Exercise goal
Copy out every record precisely.

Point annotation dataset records
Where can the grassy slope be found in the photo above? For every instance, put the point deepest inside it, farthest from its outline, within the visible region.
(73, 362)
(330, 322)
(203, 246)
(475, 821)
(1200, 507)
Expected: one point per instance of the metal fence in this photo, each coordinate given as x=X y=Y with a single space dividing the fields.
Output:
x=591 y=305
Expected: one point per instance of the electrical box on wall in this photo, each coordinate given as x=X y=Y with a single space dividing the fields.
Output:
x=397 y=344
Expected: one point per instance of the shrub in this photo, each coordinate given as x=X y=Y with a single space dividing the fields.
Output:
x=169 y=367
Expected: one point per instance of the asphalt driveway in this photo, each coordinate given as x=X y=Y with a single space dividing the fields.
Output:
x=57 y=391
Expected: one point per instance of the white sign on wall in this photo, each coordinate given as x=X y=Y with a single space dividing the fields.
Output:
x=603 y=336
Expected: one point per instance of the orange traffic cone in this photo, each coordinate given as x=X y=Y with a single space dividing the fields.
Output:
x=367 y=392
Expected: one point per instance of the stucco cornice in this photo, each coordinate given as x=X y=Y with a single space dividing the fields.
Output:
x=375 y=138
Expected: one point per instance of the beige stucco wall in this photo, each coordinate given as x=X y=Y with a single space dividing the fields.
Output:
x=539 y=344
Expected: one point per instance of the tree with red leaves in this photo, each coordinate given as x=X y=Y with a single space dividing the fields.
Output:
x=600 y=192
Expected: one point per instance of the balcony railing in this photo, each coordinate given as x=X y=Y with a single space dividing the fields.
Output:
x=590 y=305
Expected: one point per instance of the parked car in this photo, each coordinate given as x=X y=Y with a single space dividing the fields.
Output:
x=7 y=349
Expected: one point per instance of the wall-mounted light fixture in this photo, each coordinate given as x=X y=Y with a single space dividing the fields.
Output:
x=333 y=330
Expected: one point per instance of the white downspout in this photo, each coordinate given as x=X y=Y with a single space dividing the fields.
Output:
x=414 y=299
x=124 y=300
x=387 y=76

Exercise answer
Where can the grassy slope be found in the photo above? For every instance, put the point deepest inside it, farthest from its outline, within the visible region.
(73, 362)
(330, 322)
(203, 246)
(475, 821)
(1200, 507)
Expected: one point per instance of the metal fence in this photo, each coordinate given as x=X y=Y with a single space dividing the fields.
Output:
x=591 y=305
Expected: one point per instance of the electrical box on wall in this photo, each coordinate given as x=X y=Y with a single space dividing the fields.
Output:
x=397 y=344
Expected: one point per instance of the shrub in this photo, each coordinate given as x=X y=Y with a single space dividing the fields.
Output:
x=169 y=367
Expected: one point per instance of the asphalt driveway in this photo, each coordinate given as x=X y=Y with a single space dividing the fields.
Output:
x=57 y=391
Expected: one point per instance of the white sign on wall in this photo, each coordinate given as x=X y=Y with a single space dividing the fields.
Output:
x=603 y=336
Expected: one point per instance of the orange traffic cone in this photo, each coordinate given as x=X y=Y with a single space dividing the fields.
Output:
x=367 y=392
Expected: one point per instance of the stucco cornice in this photo, each coordinate given as x=X y=Y with a single space dividing the fields.
Output:
x=375 y=138
Expected: one point per instance of the beige stucco wall in this photo, each coordinate given as x=X y=Y with a single space dividing the fields.
Output:
x=539 y=344
Expected: one point per instance of the tree with red leaves in this photo, each coordinate given as x=X y=Y with a single space dividing the fields.
Output:
x=600 y=192
Expected: one point per instance of the balcony railing in this photo, each coordinate given as x=X y=Y with a single space dividing the fields.
Output:
x=590 y=305
Expected: one point per instance of the parked car in this photo, each coordinate given as x=X y=Y with a single space dividing the fields.
Output:
x=7 y=349
Expected: one point per instance of the wall-mounted light fixture in this photo, each coordinate given as x=X y=Y with a single space dividing the fields.
Output:
x=333 y=330
Expected: one point per instance of the white downspout in this photo, each coordinate given as x=X y=Y with a single space dividing the fields.
Output:
x=414 y=299
x=124 y=300
x=387 y=76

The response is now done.